## What to produce
For this exercise, copy out each line of the material below that includes "woman".
==== Entries shown
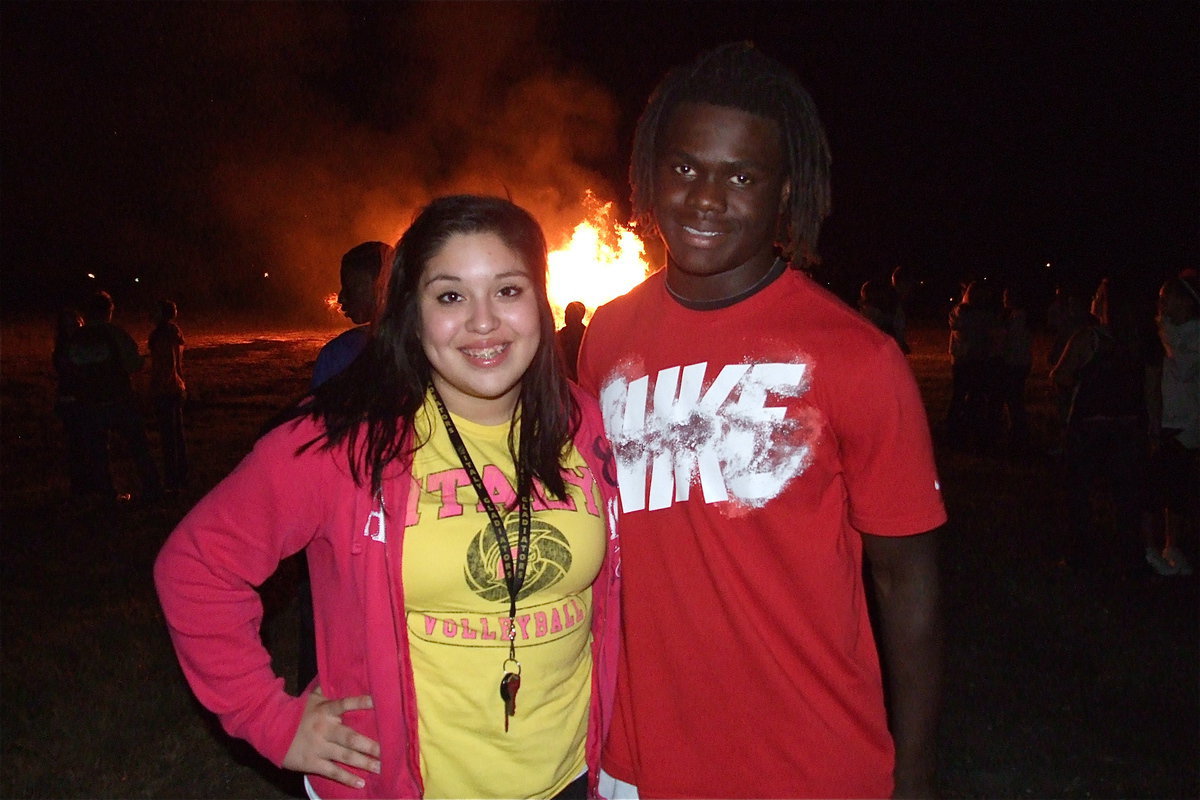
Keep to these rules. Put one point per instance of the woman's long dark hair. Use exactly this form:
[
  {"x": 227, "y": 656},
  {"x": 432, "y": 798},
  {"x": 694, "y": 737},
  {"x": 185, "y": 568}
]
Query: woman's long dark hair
========
## Solution to the problem
Keep to these rules. Put one point per instance of the woman's long dark hair. Use exactly this form:
Query: woman's long dark hair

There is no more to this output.